OBJECTIVE: Locate each line in the items below that contains the word "empty" and copy every such line in full.

MATERIAL PROVIDED:

★ ★ ★ ★ ★

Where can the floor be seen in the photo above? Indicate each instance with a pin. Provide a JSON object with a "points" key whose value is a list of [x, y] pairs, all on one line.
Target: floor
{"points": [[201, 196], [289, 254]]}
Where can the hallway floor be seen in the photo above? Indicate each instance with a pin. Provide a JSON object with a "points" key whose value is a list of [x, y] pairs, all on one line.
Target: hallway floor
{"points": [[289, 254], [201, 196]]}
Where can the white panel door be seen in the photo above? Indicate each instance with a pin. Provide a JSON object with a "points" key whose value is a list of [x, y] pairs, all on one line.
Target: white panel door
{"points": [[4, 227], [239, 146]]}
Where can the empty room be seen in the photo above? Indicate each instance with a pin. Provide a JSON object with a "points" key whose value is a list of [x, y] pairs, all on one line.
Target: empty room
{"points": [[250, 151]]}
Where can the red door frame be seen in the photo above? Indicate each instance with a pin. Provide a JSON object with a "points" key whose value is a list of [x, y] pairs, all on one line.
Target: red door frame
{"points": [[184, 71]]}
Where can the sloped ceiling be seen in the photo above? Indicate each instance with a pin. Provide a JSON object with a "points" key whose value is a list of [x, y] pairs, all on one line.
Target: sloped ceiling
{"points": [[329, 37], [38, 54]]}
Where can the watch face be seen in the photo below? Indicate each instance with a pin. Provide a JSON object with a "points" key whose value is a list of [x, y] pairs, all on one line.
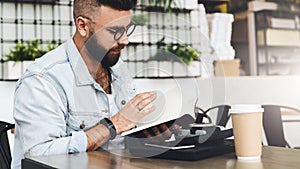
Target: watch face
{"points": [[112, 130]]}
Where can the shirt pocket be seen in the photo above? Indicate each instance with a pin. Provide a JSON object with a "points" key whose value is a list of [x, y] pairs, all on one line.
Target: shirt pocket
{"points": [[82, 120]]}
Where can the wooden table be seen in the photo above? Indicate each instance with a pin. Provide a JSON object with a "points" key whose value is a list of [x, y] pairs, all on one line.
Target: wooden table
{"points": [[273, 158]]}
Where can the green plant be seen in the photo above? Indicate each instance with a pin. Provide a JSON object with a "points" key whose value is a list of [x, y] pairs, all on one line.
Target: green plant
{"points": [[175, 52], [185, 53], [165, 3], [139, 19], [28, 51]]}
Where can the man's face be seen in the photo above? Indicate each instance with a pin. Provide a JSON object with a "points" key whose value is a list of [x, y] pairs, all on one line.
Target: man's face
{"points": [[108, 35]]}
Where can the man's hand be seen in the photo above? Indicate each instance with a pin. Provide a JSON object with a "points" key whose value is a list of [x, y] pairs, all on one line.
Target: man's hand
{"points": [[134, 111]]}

★ ★ ★ ★ ★

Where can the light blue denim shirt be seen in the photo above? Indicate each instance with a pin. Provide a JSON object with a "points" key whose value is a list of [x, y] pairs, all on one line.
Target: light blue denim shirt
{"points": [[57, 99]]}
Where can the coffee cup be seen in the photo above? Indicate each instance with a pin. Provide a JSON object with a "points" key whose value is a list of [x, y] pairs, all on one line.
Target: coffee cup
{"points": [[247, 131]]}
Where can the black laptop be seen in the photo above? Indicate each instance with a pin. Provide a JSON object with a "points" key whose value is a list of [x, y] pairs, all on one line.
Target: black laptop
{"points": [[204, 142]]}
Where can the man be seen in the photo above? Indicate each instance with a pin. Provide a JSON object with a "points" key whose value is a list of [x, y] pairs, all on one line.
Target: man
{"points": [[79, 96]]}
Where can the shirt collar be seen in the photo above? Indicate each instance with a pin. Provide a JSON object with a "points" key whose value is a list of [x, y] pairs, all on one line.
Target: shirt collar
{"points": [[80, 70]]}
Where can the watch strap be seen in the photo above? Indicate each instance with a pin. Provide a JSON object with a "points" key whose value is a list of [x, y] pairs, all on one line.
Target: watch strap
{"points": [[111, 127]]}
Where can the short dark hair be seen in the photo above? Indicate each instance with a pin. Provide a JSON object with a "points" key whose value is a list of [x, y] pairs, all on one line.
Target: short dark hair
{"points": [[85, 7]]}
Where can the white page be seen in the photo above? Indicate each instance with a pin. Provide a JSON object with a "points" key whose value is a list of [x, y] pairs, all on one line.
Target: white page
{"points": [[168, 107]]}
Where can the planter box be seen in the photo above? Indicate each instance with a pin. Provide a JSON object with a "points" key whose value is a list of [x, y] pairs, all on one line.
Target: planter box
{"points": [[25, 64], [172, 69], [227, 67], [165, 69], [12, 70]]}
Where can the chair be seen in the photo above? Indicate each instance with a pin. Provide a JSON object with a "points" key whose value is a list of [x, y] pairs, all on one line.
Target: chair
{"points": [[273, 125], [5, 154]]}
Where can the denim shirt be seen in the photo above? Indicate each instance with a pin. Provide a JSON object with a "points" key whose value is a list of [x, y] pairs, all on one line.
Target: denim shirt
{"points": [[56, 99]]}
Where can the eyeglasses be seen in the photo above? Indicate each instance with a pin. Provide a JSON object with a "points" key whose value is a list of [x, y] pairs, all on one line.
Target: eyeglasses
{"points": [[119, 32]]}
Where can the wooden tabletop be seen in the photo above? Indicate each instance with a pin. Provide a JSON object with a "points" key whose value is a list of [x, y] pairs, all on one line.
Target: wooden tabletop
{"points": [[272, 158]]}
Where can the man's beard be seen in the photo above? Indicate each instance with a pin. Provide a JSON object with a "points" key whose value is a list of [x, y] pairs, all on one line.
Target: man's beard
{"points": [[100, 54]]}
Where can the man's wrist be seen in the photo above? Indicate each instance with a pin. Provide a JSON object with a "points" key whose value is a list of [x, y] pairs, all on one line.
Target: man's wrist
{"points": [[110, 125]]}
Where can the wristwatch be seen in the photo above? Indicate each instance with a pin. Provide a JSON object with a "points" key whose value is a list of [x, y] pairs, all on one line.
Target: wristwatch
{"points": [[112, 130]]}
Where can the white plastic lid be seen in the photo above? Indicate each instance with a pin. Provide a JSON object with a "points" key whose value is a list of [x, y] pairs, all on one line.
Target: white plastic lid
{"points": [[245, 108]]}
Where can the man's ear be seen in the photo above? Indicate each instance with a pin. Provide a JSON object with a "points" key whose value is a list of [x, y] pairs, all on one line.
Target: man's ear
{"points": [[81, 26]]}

★ ★ ★ ★ ★

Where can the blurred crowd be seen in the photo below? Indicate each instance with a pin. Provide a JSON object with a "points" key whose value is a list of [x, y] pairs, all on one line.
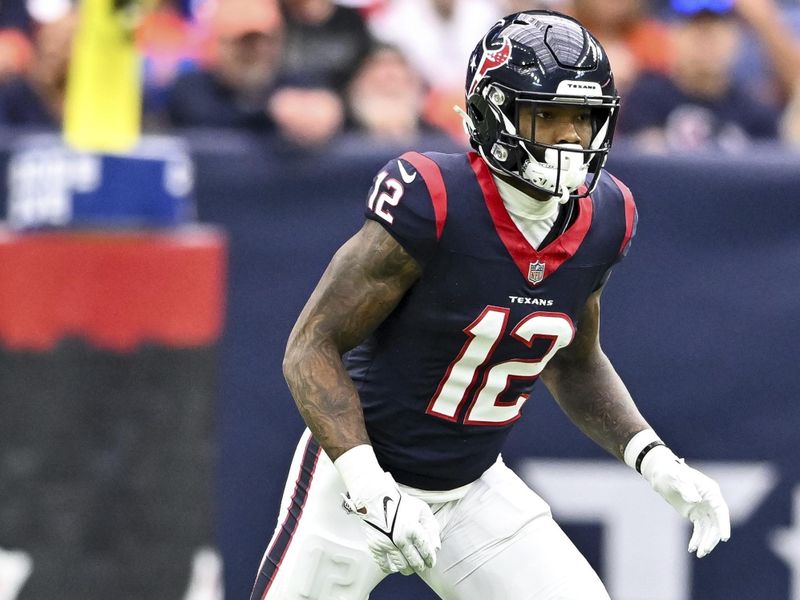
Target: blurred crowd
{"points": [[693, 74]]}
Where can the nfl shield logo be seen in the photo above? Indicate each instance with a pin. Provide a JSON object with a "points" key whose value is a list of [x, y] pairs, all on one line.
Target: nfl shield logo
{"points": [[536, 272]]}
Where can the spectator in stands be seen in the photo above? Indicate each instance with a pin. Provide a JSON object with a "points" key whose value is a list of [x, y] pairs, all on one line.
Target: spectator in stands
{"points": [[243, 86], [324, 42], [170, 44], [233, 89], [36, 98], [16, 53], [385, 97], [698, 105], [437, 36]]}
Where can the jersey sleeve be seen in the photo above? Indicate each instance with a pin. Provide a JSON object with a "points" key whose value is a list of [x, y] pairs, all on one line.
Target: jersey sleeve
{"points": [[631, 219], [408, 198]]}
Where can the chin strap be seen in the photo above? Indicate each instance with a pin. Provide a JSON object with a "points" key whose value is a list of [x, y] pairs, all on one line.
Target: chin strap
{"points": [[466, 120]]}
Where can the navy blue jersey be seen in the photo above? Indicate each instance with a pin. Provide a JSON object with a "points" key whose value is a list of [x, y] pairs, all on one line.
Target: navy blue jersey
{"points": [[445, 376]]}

★ ★ ★ ★ ★

EXERCISE SOLUTION:
Where can the empty room be seen in the photo above? Indicate each instance with a pin. Provide a JSON object with a "points" key whose value is a list of [x, y] pairs, all on one line.
Target: empty room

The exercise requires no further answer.